= GOAL =
Swap "report x and y" for "give the x and y coordinates" everywhere it occurs in the material below, and reproduce every other line unchanged.

[Items stored from a collection]
** begin **

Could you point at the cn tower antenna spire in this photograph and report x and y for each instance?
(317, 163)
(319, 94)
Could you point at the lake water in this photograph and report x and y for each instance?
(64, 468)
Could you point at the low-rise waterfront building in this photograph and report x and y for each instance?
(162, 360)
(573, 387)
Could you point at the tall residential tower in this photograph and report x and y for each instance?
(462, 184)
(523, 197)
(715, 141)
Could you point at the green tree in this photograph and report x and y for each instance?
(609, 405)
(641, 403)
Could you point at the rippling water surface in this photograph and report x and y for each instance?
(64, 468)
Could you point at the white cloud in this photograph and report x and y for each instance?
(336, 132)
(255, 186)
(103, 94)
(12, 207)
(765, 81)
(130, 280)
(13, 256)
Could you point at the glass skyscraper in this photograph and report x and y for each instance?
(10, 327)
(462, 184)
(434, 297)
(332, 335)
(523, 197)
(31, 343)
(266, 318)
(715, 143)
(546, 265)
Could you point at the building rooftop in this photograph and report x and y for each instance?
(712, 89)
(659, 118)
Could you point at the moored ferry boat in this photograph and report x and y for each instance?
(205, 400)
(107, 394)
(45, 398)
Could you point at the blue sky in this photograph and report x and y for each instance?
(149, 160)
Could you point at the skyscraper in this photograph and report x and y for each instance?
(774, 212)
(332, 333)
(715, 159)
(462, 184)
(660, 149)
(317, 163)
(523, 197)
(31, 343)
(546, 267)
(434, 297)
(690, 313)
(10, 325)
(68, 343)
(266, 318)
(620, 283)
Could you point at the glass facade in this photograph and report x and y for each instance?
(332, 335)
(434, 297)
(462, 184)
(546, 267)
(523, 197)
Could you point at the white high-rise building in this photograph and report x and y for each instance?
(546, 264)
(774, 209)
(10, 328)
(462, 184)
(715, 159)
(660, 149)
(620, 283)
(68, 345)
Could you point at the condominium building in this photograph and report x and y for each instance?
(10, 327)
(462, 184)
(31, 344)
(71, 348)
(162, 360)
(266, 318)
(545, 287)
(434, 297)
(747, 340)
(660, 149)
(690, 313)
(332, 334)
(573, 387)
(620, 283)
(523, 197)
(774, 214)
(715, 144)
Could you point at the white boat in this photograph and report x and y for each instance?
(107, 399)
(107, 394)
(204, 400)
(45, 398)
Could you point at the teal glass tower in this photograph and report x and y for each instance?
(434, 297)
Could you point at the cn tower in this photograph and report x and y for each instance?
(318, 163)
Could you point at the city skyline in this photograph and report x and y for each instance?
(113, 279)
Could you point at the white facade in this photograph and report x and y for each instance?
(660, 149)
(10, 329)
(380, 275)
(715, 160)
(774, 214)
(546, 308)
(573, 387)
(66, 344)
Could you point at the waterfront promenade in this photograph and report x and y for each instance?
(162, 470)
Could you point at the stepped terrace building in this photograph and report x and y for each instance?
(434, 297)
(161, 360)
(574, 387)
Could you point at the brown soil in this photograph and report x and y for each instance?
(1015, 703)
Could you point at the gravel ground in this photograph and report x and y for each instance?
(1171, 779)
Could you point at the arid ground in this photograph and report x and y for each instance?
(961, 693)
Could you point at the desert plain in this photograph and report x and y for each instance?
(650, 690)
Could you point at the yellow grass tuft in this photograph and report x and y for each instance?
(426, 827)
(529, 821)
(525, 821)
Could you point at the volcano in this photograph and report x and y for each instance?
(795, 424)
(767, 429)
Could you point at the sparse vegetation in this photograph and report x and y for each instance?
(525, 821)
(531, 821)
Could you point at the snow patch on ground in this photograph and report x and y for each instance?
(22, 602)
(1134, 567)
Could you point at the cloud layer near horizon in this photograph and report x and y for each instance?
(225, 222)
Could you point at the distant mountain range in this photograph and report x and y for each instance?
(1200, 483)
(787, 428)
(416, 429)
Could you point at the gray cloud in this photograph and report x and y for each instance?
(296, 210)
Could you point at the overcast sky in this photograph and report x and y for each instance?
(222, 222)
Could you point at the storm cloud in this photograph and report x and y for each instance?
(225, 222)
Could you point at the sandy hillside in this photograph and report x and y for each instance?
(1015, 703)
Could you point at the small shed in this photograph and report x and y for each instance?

** end **

= OUTPUT =
Could you point at the cn tower antenna spire in this photograph and give the x and y coordinates for each instance?
(317, 163)
(319, 94)
Could you point at the lake water in this photograph and give the x and y coordinates for each instance?
(64, 468)
Could you point at the low-rise waterfront building in this photograph and give the x and y coordinates for each instance?
(162, 360)
(573, 387)
Could you point at the tall residential tower in this photograph and give the x and y coordinates for each instance?
(462, 184)
(523, 197)
(715, 141)
Could you point at the green tree in this photograph and give the x and y coordinates for each instance?
(609, 405)
(641, 403)
Could you point at the rippling water surface in this photograph and give the x and y coordinates for each instance?
(64, 468)
Could you point at the white cloud in this photograph and give the x and y coordinates for each instance?
(336, 132)
(255, 186)
(103, 94)
(12, 207)
(765, 81)
(130, 280)
(13, 256)
Could you point at the glass skyscraper in this photograph and give the x and y coordinates for each instance?
(10, 327)
(462, 184)
(434, 297)
(332, 335)
(523, 197)
(31, 343)
(266, 318)
(715, 143)
(546, 265)
Could you point at the building rooftop in this photograph and give the x and y coordinates for each instance?
(712, 89)
(659, 118)
Could you point at the moored ferry boat in this photograph and give the x and y coordinates for each instance?
(205, 400)
(107, 394)
(45, 398)
Could you point at the blue sky in this photograph and give the x and y coordinates for each instance?
(149, 160)
Could you point at the skyscraper in this photograph and give the x and y coordinates for each instance?
(774, 212)
(332, 333)
(715, 159)
(462, 184)
(660, 149)
(317, 163)
(523, 197)
(31, 343)
(546, 267)
(434, 297)
(690, 313)
(10, 325)
(68, 343)
(266, 318)
(620, 283)
Could you point at the glass facade in this photograph and give the x and y coordinates for each instance?
(332, 335)
(434, 297)
(462, 184)
(546, 267)
(523, 197)
Could you point at the white high-rise building in this photograph and give the x and y coordinates for each instance?
(546, 264)
(774, 209)
(10, 328)
(462, 184)
(715, 159)
(660, 149)
(620, 283)
(68, 345)
Could you point at the condominium building in this photograph and give the x and y coordinates for each instance?
(10, 327)
(462, 184)
(31, 344)
(71, 348)
(162, 360)
(266, 318)
(545, 287)
(434, 297)
(747, 340)
(660, 149)
(690, 313)
(332, 334)
(573, 387)
(620, 283)
(523, 197)
(774, 214)
(715, 144)
Could you point at the white boat in this photograph and give the x and y coordinates for each instance?
(107, 399)
(107, 394)
(204, 400)
(45, 398)
Could you point at the teal glass tower in this photograph and give the x and y coordinates for each instance?
(434, 297)
Could you point at the cn tower in this photograph and give the x and y coordinates for each instance?
(318, 163)
Could you point at the city skyline in this photograph and give the x and y coordinates for each instance?
(113, 279)
Could you point at the white facade in this photograph and give the x and y coordinates for each instance?
(660, 149)
(10, 329)
(380, 275)
(715, 160)
(774, 214)
(546, 308)
(573, 387)
(66, 344)
Could you point at the waterfront promenade in this photograph and give the x and y coordinates for each instance?
(162, 470)
Could you point at the stepped terrace building in this photograph and give the x and y coordinates for each instance?
(434, 297)
(161, 360)
(574, 387)
Could you point at the brown soil in this photograph and give the x and y coordinates for each instance?
(1015, 703)
Could you point at the gravel ground in this photograph and give the x and y coordinates for each instance?
(1171, 779)
Could you point at the arid ground in this photograph and give the x and y coordinates for each instance?
(961, 693)
Could you point at the desert plain in this photograph and give the x and y coordinates for each instance?
(650, 690)
Could you point at the yellow grass tuft in this photograph and give the x and y coordinates for each instance?
(426, 827)
(529, 821)
(525, 821)
Could you point at the volcano in this photograph and give the x and y coordinates for each instance?
(795, 424)
(767, 429)
Could you point at the sparse vegetation in this photograph and give the x and y coordinates for each instance?
(525, 821)
(531, 821)
Could you point at the snow patch on ground in this photograph and give the x and y coordinates for each instance?
(22, 602)
(1134, 567)
Could you point at the cloud layer near horizon in this photograph and give the x and y coordinates for each instance?
(225, 222)
Could you point at the distant mountain range in this photograph and give the x and y coordinates for each instance?
(1200, 483)
(787, 428)
(416, 429)
Could you point at the gray cloud in this photograph and give the x and y coordinates for each instance?
(296, 210)
Could you point at the overcast sky in this photograph and give the x and y coordinates for each instance?
(222, 222)
Could you point at the storm cloud in this photograph and give the x and y coordinates for each instance?
(225, 222)
Could you point at the sandy hillside in this photograph and give the x and y coordinates for each instance?
(1015, 703)
Could you point at the small shed in this photograph and give the x and y coordinates for each instance?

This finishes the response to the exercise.